*** Testo da leggere
Il nuovo governo italiano guidato da Pietro Badoglio avviò subito un progressivo disimpegno delle forze del Regio Esercito dalla Francia; già il 10 agosto 1943 alcune unità fino ad allora impegnate nel teatro francese vennero ridislocate in Italia: la Divisione alpina "Alpi Graie" fu trasferita a La Spezia, la Divisione fanteria "Legnano" a Bologna e la Divisione fanteria "Rovigo" a Torino. Nell'ambito del successivo "Accordo di Casalecchio" tra i Comandi Supremi tedesco e italiano (il 15 agosto), si dispose la completa evacuazione del territorio francese da parte della 4ª Armata italiana, che sarebbe rientrata in territorio italiano. L'unico lembo di terra francese che sarebbe rimasto ancora sotto il controllo del Regio Esercito sarebbe stato il saliente nizzardo compreso tra il confine e la cosiddetta linea Tinea-Varo.
I termini dell'Accordo prevedevano la cessione ai tedeschi di ogni responsabilità difensiva dell'area in precedenza occupata dagli italiani, oltre alla consegna di tutto il materiale di preda bellica francese, delle fortificazioni, dell'artiglieria, delle armi automatiche e del relativo munizionamento. Secondo il calendario delle operazioni, la XIX Armata tedesca avrebbe dovuto assumere il pieno controllo dell'area entro il 9 settembre, mentre il completamento delle operazioni di evacuazione da parte della 4ª Armata italiana era previsto per il 25 settembre.
Dopo l'8 settembre 1943
modificaL'annuncio dell'armistizio l'8 settembre 1943 colse la 4ª Armata di sorpresa: l'evacuazione delle truppe italiane non era ancora stata completata, lasciando così circa 100.000 uomini (dei quali solo 60.000 effettivamente combattenti) alla mercé della prevedibile reazione tedesca. Il Comando supremo della Wehrmacht ordinò immediatamente un'offensiva contro le posizioni italiane nel sud della Francia; per quest'operazione furono impegnate tre divisioni della XIX Armata, fornite, a differenza dei loro avversari, di mezzi corazzati e motorizzati. Le posizioni italiane nei territori della Francia occupata furono facilmente costrette alla resa da parte delle forze tedesche. Pur in un quadro di generale disfacimento, si segnalarono comunque episodi di alto valore militare da parte dei soldati italiani, che cercarono come poterono di resistere alle preponderanti forze nemiche in numerosi scontri presso Nizza, Grenoble, Gap o il passo del Fréjus. Con la loro sconfitta terminò definitivamente l'occupazione militare italiana nel sud della Francia, cui seguirono "deportazioni dei militari italiani in Germania, finalizzate al lavoro coatto e motivate principalmente da contrasti ideologici (mancata adesione alla Repubblica Sociale Italiana e insubordinazione agli ordini dopo l'armistizio dell'8 settembre 1943"[14].[15].
******
*** Dati estratti
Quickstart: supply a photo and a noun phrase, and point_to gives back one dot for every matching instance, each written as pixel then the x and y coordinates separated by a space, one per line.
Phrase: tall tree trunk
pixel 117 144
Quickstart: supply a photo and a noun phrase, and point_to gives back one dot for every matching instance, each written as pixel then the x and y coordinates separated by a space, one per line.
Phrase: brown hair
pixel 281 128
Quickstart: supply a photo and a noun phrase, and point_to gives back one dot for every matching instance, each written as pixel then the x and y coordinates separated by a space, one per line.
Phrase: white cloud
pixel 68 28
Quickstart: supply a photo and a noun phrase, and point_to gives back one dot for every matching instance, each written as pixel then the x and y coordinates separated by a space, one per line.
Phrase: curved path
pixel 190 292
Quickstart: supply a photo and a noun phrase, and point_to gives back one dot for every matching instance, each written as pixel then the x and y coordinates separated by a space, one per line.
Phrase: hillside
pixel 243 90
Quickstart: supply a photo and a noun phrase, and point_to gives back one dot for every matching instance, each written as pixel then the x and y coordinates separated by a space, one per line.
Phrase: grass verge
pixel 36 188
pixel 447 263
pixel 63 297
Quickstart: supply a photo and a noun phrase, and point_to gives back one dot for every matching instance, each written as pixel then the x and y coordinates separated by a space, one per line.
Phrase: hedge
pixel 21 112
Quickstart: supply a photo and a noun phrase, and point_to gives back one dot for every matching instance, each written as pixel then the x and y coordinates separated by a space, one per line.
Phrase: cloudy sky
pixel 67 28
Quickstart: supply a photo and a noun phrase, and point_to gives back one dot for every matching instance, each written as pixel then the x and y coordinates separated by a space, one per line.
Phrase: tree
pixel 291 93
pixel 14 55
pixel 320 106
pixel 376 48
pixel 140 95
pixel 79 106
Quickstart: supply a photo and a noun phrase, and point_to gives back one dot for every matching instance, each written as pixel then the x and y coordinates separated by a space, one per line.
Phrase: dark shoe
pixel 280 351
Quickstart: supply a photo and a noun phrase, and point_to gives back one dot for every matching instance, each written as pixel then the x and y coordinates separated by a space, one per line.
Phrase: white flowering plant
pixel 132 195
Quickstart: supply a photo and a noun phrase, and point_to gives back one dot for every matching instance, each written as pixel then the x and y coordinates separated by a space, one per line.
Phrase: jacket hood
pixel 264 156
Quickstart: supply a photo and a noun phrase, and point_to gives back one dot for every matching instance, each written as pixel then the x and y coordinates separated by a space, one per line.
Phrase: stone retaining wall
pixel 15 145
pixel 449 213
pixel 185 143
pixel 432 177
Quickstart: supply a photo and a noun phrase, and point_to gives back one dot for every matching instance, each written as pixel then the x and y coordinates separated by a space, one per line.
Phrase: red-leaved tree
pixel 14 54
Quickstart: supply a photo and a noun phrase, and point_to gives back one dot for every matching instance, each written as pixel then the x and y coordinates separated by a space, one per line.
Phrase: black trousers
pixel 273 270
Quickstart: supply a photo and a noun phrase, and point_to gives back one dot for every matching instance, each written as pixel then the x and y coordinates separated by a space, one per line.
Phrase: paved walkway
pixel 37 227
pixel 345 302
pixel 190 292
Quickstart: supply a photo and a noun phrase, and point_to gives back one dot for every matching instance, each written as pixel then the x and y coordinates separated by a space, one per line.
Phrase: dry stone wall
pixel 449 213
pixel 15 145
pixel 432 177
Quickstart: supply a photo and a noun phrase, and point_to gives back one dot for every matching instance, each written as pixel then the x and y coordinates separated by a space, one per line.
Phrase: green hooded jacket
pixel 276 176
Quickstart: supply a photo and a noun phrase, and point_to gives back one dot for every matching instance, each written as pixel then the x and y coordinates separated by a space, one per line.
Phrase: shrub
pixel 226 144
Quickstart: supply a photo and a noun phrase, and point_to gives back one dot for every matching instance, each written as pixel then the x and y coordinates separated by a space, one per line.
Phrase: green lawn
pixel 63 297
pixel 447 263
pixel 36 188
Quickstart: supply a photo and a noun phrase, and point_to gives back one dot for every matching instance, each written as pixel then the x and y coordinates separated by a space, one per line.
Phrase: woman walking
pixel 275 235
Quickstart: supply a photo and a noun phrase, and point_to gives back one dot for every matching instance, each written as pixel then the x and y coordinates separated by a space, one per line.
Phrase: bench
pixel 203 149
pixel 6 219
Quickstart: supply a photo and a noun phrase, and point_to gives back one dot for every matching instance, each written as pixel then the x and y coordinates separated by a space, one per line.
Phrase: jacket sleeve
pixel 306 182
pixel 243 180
******
Consegna » Nel testo sull'occupazione italiana del sud della Francia, trasforma in un breve elenco puntato il paragrafo che comincia con «I termini dell'Accordo prevedevano», mantenendo i fatti principali.

Esercizio svolto »
- Ai tedeschi passava ogni responsabilità di difesa dell'area prima occupata dagli italiani.
- Andavano consegnati tutto il materiale di preda bellica francese, le fortificazioni, l'artiglieria, le armi automatiche e le relative munizioni.
- La XIX Armata tedesca doveva assumere il pieno controllo dell'area entro il 9 settembre.
- La 4ª Armata italiana doveva completare l'evacuazione entro il 25 settembre.